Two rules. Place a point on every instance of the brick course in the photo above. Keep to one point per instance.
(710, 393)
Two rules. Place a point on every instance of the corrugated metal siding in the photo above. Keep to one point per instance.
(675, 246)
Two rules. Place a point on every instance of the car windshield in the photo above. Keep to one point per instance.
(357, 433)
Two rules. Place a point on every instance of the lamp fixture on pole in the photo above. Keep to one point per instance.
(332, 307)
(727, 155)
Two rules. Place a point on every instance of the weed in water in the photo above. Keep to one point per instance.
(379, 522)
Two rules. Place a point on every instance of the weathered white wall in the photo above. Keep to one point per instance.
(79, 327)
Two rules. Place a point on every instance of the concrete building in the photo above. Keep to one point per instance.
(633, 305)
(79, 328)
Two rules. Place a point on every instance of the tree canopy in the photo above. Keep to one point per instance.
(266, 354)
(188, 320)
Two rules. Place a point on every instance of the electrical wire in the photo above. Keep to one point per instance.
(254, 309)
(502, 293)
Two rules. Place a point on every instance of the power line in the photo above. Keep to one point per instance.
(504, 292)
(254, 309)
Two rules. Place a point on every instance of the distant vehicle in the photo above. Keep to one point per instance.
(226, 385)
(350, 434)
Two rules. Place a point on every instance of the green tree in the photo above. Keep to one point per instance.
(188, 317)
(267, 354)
====
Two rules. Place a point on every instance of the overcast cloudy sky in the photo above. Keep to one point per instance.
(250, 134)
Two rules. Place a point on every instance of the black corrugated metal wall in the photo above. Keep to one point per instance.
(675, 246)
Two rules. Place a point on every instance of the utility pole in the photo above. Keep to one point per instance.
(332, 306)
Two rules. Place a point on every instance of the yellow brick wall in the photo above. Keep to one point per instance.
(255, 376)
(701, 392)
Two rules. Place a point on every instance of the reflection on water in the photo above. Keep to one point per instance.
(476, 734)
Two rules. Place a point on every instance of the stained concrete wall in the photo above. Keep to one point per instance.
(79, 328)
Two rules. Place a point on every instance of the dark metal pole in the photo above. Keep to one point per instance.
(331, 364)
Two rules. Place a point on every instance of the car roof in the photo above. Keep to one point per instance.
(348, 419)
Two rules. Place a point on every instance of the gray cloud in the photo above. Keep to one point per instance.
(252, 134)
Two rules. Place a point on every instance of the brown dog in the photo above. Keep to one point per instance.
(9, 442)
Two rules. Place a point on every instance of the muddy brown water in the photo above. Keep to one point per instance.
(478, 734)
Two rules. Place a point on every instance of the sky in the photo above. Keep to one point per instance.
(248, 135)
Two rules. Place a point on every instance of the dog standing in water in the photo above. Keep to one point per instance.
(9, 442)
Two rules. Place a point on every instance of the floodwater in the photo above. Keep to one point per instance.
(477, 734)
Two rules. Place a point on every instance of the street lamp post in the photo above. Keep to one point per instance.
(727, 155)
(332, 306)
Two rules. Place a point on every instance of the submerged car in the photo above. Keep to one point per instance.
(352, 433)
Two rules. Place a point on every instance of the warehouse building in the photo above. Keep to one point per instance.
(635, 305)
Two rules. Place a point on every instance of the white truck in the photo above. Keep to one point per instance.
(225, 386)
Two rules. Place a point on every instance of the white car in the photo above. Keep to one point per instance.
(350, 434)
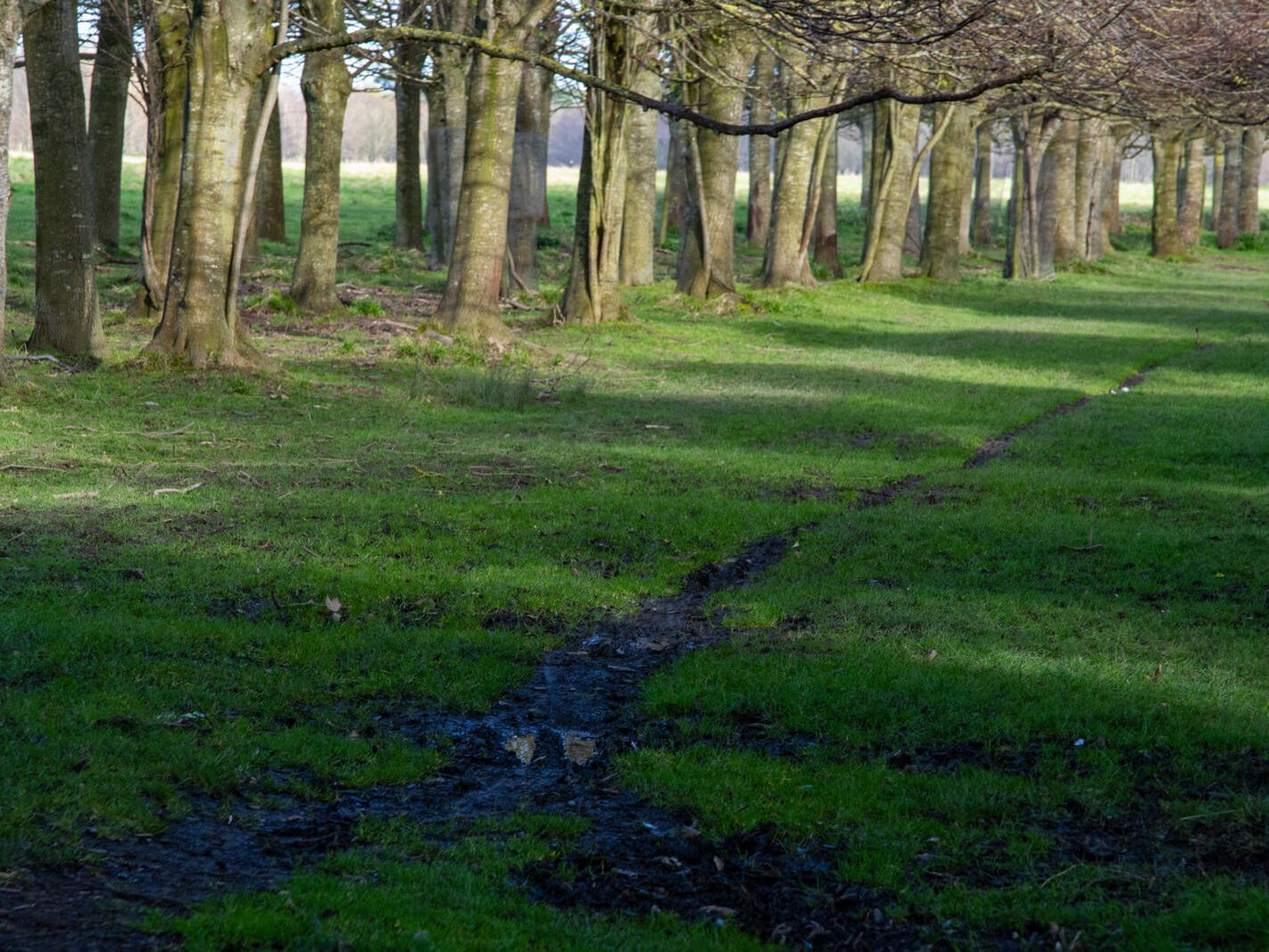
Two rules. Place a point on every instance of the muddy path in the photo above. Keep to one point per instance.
====
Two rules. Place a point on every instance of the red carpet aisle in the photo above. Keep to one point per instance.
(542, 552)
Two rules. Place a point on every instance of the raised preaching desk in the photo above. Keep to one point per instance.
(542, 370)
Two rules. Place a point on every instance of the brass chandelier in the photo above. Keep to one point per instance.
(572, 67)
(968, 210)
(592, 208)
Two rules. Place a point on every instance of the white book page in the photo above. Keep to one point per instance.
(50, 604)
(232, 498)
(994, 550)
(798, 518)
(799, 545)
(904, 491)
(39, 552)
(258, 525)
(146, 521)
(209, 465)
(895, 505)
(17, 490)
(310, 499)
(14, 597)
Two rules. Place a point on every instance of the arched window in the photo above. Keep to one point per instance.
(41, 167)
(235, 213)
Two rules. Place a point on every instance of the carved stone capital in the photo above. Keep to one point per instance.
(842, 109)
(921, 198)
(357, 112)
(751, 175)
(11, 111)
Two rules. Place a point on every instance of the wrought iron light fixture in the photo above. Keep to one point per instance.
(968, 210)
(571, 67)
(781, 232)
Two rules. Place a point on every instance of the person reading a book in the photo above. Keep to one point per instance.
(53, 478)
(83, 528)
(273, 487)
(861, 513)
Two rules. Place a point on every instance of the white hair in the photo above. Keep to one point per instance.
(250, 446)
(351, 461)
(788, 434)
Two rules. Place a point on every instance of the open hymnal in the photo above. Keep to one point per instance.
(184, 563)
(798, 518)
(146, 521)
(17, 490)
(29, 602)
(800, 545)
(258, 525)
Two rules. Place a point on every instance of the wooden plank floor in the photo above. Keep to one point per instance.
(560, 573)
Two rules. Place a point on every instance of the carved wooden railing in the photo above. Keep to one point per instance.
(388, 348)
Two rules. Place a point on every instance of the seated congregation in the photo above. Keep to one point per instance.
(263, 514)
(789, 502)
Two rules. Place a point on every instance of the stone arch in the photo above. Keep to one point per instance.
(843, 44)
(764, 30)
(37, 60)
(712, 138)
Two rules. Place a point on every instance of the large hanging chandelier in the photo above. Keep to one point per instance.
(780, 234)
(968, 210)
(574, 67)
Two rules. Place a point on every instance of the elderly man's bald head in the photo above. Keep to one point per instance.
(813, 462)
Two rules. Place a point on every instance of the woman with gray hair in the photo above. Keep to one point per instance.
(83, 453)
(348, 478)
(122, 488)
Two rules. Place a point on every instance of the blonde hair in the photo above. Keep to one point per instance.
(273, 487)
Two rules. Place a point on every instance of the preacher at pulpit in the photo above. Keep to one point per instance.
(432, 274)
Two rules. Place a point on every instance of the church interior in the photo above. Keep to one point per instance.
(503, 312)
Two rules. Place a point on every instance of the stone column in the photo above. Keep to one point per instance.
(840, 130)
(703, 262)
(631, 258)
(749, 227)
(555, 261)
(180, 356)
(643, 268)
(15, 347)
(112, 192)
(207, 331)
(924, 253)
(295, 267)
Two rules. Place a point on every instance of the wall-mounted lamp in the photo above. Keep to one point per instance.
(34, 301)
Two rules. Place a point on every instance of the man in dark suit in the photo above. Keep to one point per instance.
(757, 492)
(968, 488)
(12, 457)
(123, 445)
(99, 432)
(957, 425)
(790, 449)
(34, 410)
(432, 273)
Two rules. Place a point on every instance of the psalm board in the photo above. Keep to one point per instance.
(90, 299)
====
REQUIREMENTS = Reproduce the records above verbatim, from the line containing "Two rules. Place a point on every instance of the warehouse" through the line containing "the muddy path", including both of those lines. Omit the pictures from the output.

TASK OUTPUT =
Two rules. Place a point on every instance of the warehouse building in the photo above. Keep to one point per instance.
(635, 305)
Two rules. Place a point on every instance of the white truck in the photo above. Keep to one point per instance.
(225, 386)
Two rules. Place a point on every instance of the white car in the photo above. Keep to one point per instance.
(350, 434)
Two rules. Place a point on every instance of the muddy path in the photo above. Keep to one point per instance.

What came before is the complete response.